_WORK INSTRUCTION_
Below are some records; output exactly the lines from the line with "101L65 98L55 104L57" to the line with "box: [7, 49, 287, 211]", both ends kept, and nothing more.

(Stored records)
####

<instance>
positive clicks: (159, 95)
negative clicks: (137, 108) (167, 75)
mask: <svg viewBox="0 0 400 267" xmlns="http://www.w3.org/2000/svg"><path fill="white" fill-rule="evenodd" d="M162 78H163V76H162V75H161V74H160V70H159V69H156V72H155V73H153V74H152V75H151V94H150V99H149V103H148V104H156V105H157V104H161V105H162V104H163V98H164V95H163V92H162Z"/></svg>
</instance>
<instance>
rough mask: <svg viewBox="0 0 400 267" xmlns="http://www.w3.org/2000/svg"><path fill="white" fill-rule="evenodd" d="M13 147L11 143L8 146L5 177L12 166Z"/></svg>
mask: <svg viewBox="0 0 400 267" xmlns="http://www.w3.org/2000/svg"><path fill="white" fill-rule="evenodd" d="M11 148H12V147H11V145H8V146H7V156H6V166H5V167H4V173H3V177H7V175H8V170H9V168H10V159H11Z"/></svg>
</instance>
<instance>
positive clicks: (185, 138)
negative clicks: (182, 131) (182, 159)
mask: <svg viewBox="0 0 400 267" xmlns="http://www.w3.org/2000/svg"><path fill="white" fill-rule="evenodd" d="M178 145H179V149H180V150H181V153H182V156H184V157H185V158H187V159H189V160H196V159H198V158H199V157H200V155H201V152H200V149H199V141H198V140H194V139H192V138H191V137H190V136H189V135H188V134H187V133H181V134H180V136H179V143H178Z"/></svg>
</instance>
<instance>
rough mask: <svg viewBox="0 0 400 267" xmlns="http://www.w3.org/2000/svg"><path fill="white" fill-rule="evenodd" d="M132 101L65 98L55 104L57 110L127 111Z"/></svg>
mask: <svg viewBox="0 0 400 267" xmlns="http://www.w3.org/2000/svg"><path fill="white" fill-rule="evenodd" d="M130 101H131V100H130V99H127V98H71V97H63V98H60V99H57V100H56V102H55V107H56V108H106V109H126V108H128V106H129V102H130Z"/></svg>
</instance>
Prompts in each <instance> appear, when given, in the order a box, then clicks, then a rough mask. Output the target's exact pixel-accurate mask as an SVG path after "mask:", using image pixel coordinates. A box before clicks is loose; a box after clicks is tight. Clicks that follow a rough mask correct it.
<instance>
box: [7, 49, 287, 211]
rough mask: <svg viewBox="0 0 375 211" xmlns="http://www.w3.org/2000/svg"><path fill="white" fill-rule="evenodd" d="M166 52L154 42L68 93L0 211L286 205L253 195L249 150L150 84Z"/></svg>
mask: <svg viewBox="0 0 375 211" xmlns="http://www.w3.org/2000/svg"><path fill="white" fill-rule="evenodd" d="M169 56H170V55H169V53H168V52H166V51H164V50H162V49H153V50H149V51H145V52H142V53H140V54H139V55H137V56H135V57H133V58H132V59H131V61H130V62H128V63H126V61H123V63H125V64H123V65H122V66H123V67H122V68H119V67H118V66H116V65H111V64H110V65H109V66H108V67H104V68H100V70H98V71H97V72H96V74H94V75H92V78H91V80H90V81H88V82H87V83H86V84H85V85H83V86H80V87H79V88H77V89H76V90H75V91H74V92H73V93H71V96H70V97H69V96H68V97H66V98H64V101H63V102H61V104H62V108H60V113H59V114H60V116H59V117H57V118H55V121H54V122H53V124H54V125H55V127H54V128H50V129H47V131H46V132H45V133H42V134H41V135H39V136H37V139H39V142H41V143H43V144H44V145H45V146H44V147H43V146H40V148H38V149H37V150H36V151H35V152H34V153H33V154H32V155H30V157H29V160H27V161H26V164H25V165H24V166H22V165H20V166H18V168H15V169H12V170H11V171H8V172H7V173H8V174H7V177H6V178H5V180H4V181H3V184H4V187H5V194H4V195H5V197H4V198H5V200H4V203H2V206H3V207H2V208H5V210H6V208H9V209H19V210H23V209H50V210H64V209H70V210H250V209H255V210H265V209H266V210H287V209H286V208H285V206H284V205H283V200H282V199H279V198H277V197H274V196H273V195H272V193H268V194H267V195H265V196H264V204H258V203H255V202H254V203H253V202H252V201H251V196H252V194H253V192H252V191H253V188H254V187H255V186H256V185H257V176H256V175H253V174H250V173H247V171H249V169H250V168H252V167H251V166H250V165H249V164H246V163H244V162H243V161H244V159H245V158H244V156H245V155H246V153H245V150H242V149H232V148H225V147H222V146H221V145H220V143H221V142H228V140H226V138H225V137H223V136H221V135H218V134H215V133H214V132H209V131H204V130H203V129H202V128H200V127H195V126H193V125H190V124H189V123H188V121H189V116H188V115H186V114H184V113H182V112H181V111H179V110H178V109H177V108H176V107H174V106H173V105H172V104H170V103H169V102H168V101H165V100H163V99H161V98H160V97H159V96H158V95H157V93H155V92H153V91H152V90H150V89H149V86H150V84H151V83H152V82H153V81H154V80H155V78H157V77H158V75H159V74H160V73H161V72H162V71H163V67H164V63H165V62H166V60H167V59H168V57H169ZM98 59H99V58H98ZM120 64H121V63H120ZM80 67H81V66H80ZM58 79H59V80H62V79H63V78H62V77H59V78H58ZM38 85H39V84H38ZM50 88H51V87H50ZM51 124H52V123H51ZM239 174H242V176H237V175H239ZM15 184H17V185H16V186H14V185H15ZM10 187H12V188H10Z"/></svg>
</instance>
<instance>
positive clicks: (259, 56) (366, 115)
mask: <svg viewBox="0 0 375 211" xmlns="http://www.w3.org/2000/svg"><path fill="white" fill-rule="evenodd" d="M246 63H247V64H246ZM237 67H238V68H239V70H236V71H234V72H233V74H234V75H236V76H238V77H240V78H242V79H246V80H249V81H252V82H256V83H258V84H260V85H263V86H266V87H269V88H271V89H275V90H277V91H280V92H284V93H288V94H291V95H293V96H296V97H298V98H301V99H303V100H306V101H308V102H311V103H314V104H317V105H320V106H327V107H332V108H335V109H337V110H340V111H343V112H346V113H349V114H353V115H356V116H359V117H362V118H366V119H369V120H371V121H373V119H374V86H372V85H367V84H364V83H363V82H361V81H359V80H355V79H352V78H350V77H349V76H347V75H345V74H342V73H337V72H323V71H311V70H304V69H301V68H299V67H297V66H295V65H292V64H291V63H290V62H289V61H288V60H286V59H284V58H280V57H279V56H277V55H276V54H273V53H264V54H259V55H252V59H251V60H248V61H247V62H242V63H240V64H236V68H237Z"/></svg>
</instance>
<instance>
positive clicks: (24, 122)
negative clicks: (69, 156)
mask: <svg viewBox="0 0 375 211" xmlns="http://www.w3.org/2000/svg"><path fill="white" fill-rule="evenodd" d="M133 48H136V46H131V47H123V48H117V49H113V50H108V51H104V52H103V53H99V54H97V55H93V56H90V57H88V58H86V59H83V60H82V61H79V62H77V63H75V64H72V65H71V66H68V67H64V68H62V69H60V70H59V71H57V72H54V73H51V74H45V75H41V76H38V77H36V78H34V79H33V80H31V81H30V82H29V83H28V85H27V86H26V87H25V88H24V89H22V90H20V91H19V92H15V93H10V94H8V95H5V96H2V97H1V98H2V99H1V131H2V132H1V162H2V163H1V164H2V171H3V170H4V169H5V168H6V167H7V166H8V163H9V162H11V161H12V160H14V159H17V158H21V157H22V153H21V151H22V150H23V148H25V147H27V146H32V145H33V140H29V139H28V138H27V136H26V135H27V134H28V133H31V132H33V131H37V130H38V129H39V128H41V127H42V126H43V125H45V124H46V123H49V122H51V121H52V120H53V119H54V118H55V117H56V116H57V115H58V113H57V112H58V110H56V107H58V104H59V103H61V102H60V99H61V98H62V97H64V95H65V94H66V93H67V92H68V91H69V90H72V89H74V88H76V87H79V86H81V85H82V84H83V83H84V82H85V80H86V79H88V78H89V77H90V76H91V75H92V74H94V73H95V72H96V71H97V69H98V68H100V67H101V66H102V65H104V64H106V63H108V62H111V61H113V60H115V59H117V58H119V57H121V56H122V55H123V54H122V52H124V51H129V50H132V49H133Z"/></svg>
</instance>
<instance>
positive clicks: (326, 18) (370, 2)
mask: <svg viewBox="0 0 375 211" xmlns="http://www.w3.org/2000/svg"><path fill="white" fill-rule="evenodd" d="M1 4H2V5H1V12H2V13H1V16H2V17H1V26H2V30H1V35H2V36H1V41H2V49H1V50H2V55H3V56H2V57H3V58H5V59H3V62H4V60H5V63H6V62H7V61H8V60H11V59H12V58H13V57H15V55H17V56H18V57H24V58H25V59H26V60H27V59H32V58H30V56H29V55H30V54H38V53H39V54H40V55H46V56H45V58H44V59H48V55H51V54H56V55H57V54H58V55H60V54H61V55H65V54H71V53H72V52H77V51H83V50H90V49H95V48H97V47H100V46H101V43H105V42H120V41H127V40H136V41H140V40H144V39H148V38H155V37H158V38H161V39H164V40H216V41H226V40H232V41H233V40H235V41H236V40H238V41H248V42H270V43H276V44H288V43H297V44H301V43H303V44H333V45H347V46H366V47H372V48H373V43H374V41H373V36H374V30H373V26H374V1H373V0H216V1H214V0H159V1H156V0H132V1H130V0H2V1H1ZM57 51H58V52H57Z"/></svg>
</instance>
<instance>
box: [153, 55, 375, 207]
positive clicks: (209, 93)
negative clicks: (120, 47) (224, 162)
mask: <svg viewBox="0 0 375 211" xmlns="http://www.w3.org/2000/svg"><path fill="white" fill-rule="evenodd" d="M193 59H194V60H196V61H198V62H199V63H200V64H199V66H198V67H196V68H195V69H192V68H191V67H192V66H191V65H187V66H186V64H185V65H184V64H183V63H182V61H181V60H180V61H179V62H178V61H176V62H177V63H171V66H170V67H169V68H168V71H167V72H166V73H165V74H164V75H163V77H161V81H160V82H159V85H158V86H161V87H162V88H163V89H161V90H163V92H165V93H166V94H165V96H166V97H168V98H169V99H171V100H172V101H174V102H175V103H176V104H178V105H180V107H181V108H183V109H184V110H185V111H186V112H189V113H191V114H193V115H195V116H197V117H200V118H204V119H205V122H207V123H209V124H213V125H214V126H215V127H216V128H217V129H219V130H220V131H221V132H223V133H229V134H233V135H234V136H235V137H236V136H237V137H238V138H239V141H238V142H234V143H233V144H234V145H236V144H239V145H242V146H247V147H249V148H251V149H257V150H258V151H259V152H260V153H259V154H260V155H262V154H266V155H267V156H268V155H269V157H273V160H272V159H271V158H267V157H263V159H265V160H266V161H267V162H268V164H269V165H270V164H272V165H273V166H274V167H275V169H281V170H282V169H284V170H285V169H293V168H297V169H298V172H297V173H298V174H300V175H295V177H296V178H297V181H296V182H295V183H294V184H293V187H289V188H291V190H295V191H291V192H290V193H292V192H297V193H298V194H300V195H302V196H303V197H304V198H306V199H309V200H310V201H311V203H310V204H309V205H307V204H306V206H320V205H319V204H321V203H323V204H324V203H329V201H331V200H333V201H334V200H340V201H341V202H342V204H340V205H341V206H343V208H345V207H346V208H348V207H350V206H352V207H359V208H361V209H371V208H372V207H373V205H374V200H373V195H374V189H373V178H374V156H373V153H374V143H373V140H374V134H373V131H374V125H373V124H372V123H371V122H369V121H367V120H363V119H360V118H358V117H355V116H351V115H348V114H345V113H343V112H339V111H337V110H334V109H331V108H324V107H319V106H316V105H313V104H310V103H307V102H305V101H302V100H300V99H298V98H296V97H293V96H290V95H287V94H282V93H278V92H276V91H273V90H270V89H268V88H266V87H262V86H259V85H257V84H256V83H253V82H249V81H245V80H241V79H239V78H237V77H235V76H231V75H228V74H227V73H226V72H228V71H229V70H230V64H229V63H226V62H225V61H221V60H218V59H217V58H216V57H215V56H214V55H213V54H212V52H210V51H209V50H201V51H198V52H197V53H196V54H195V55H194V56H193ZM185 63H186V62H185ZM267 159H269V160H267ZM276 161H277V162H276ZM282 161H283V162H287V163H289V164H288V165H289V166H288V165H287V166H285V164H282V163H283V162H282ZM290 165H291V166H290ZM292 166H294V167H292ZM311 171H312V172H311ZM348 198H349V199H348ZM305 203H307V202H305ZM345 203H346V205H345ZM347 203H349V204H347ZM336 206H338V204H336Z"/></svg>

####

_EXPECTED OUTPUT_
rough mask: <svg viewBox="0 0 400 267" xmlns="http://www.w3.org/2000/svg"><path fill="white" fill-rule="evenodd" d="M132 101L65 98L55 104L57 110L127 111Z"/></svg>
mask: <svg viewBox="0 0 400 267" xmlns="http://www.w3.org/2000/svg"><path fill="white" fill-rule="evenodd" d="M130 101H131V100H130V99H127V98H71V97H63V98H60V99H57V100H56V102H55V107H56V108H106V109H126V108H128V106H129V102H130Z"/></svg>
</instance>
Prompts in each <instance> appear, when given, in the order a box, then clicks, then a rough mask. Output the target's exact pixel-accurate mask as an SVG path after "mask:", using image pixel coordinates. A box before clicks is loose; a box after clicks is tight. Clicks that follow a rough mask correct it.
<instance>
box: [7, 49, 287, 211]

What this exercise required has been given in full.